Melalui mitos Peni Muko Lolon, kita bisa mencari tahu akar dari kejahatan dan kebaikan. Menurut John Masford Prior dalam bukunya Daya Hening Upaya Juang (2000: 6) mitos memberi arah kehidupan manusia. Ia menegaskan,

“Jadi, simbol-simbol budaya, upacara-upacara serta mitos-mitos masyarakat memberi makna, arah dan integritas pada dunia pragmatis sehari-hari. Dalam realitas Nusa Tenggara, simbol, upacara dan mitos itu berasal dari dunia budaya asli dan dunia sosial modern.”

Pendapat John M. Prior yang juga adalah seorang Pastor Katolik tersebut sangat relevan dengan konsep akhir zaman menurut orang Kedang. Sebab mitos itu bukan sekadar cerita lisan penghibur anak-anak pada malam sebelum tidur tetapi ada nilai kebijaksanaan yang patut diadopsi untuk kehidupan setiap hari.

Selanjutnya, ia menegaskan, “mencerdaskan masyarakat tidak dilihat sebagai proses peralihan dari dunia mitos menuju dunia logos; sebaliknya ratio perlu dibimbing oleh sapientia yang diwariskan dalam mitos-mitos rakyat” (Ibid.,hlm.8). Artinya sangat jelas bahwa mitos memiliki nilai-nilai kebajikan yang sudah dikonsepsikan oleh para leluhur kedang sejak zaman dahulu dan masih sangat relevan hingga sekarang.
=======
#### Kumpulan Soal
• A. Menurut kutipan dalam teks tentang mitos Peni Muko Lolon, apa saja yang diberikan simbol budaya, upacara, dan mitos kepada dunia pragmatis sehari-hari? Sebutkan semuanya.
• B. Ketik ulang bagian teks bacaan mulai dari kata-kata "Pendapat John M." dan berhenti setelah kata-kata "relevan hingga sekarang.".

#### Bahan yang Disediakan
=======
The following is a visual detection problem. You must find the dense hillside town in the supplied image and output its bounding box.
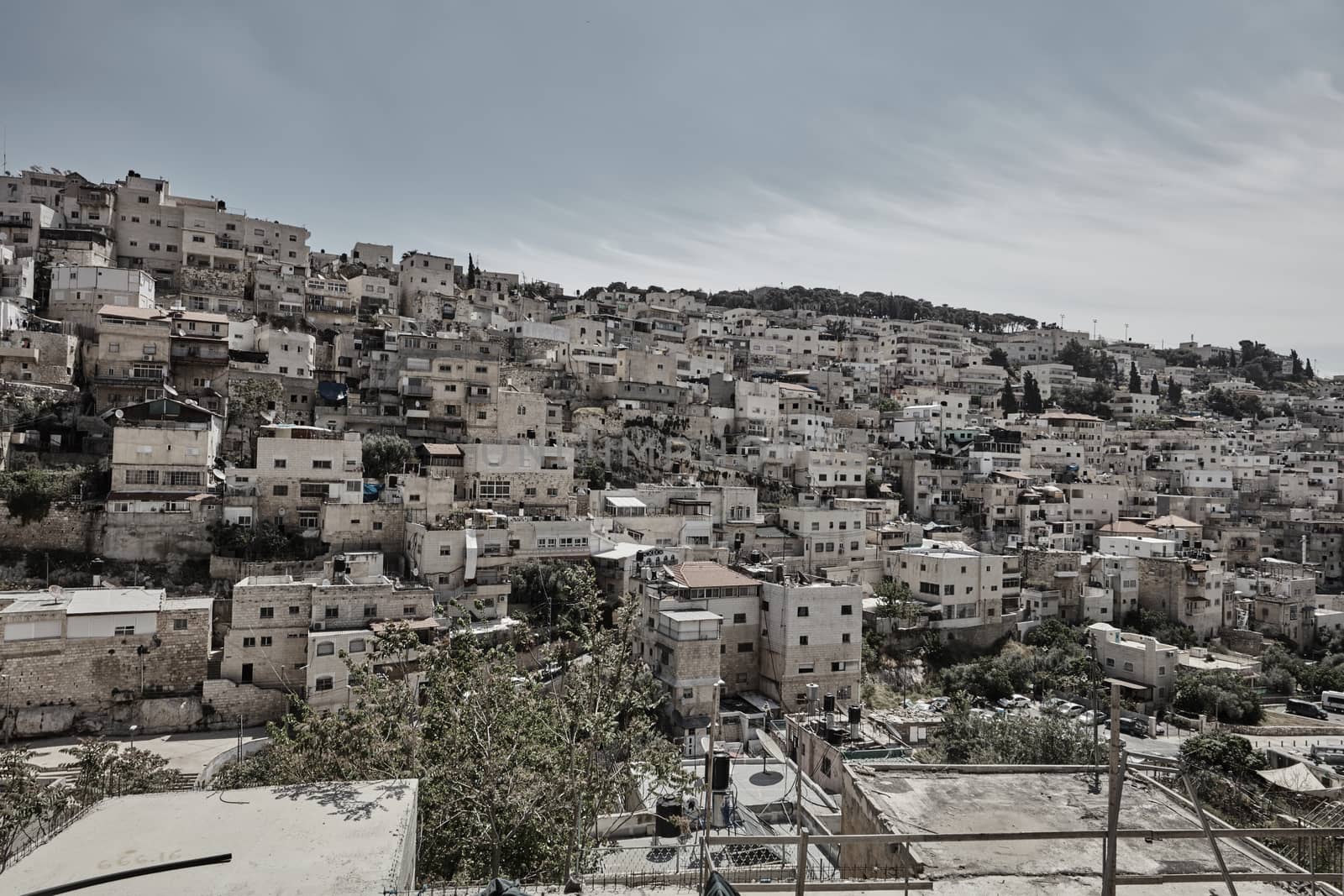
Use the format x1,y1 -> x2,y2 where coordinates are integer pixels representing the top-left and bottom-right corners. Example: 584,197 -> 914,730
0,166 -> 1344,892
=======
#### Jawaban Tiap Soal
• A. makna, arah, integritas

• B.
Pendapat John M. Prior yang juga adalah seorang Pastor Katolik tersebut sangat relevan dengan konsep akhir zaman menurut orang Kedang. Sebab mitos itu bukan sekadar cerita lisan penghibur anak-anak pada malam sebelum tidur tetapi ada nilai kebijaksanaan yang patut diadopsi untuk kehidupan setiap hari.

Selanjutnya, ia menegaskan, “mencerdaskan masyarakat tidak dilihat sebagai proses peralihan dari dunia mitos menuju dunia logos; sebaliknya ratio perlu dibimbing oleh sapientia yang diwariskan dalam mitos-mitos rakyat” (Ibid.,hlm.8). Artinya sangat jelas bahwa mitos memiliki nilai-nilai kebajikan yang sudah dikonsepsikan oleh para leluhur kedang sejak zaman dahulu dan masih sangat relevan hingga sekarang.